REQUEST
Convert the records below into a numbered list with one entry per line, omitting any blank lines.
Start MATERIAL PROVIDED
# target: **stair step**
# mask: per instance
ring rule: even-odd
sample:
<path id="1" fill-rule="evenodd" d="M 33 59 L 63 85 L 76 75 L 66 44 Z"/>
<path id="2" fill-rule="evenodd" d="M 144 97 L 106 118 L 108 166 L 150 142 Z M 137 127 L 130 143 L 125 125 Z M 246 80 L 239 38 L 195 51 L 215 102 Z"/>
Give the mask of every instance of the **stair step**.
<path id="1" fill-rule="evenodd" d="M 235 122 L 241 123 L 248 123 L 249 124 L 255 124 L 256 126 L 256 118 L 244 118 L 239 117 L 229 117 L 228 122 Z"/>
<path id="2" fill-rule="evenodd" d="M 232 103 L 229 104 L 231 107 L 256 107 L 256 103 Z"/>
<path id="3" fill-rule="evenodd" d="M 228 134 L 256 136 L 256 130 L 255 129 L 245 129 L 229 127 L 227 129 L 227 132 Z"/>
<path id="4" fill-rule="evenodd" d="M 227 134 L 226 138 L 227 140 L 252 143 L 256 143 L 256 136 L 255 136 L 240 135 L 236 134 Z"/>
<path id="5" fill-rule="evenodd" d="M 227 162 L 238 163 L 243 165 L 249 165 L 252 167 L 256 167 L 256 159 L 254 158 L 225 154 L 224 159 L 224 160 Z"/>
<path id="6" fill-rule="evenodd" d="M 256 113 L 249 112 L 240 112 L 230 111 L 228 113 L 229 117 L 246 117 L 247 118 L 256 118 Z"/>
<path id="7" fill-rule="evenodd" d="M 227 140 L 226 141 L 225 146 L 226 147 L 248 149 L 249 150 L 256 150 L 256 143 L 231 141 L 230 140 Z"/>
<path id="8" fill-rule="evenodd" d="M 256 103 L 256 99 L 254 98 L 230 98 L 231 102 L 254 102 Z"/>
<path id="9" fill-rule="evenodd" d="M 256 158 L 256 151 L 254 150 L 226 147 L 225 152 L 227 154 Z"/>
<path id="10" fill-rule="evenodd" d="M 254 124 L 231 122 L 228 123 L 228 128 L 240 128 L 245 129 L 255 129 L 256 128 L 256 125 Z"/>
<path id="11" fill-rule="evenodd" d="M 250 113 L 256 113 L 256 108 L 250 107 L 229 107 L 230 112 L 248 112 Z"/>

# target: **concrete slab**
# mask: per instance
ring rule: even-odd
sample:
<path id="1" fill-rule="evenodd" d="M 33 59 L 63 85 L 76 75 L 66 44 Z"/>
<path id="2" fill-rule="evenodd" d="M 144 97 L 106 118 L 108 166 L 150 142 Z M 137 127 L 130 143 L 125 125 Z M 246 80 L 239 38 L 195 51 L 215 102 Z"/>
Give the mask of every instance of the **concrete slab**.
End MATERIAL PROVIDED
RESULT BELOW
1. # target: **stair step**
2. # mask: per instance
3. ring rule: even-odd
4. sample:
5. <path id="1" fill-rule="evenodd" d="M 33 59 L 63 85 L 76 75 L 66 44 Z"/>
6. <path id="2" fill-rule="evenodd" d="M 144 97 L 106 118 L 108 166 L 150 142 Z M 137 127 L 130 143 L 125 125 Z M 246 80 L 239 38 L 195 51 L 215 102 Z"/>
7. Give the mask of every instance of the **stair step**.
8. <path id="1" fill-rule="evenodd" d="M 235 122 L 241 123 L 248 123 L 249 124 L 255 124 L 256 126 L 256 118 L 244 118 L 239 117 L 229 117 L 228 122 Z"/>
9. <path id="2" fill-rule="evenodd" d="M 232 103 L 229 104 L 231 107 L 256 107 L 256 103 Z"/>
10. <path id="3" fill-rule="evenodd" d="M 228 134 L 256 136 L 256 130 L 255 129 L 245 129 L 229 127 L 227 129 L 227 132 Z"/>
11. <path id="4" fill-rule="evenodd" d="M 227 134 L 226 138 L 227 140 L 252 143 L 256 143 L 256 136 L 255 136 L 240 135 L 236 134 Z"/>
12. <path id="5" fill-rule="evenodd" d="M 227 162 L 238 163 L 243 165 L 249 165 L 252 167 L 256 167 L 256 159 L 254 158 L 225 154 L 224 159 L 224 160 Z"/>
13. <path id="6" fill-rule="evenodd" d="M 256 113 L 249 112 L 240 112 L 230 111 L 228 113 L 229 117 L 246 117 L 247 118 L 256 118 Z"/>
14. <path id="7" fill-rule="evenodd" d="M 227 140 L 226 141 L 225 146 L 226 147 L 248 149 L 249 150 L 256 150 L 256 143 L 231 141 L 230 140 Z"/>
15. <path id="8" fill-rule="evenodd" d="M 256 103 L 256 99 L 254 98 L 230 98 L 231 102 L 254 102 Z"/>
16. <path id="9" fill-rule="evenodd" d="M 256 158 L 256 151 L 254 150 L 226 147 L 225 152 L 227 154 Z"/>
17. <path id="10" fill-rule="evenodd" d="M 254 124 L 231 122 L 228 123 L 228 128 L 240 128 L 245 129 L 255 129 L 256 128 L 256 125 Z"/>
18. <path id="11" fill-rule="evenodd" d="M 250 113 L 256 113 L 256 108 L 250 107 L 229 107 L 230 112 L 248 112 Z"/>
19. # target: **concrete slab**
20. # mask: per instance
21. ring rule: even-odd
22. sample:
23. <path id="1" fill-rule="evenodd" d="M 33 59 L 63 85 L 76 75 L 66 44 Z"/>
24. <path id="2" fill-rule="evenodd" d="M 144 97 L 106 118 L 108 166 L 150 142 Z M 137 127 L 130 143 L 125 125 Z M 246 80 L 239 38 L 195 51 L 215 102 Z"/>
25. Give the mask of every instance of the **concrete slab**.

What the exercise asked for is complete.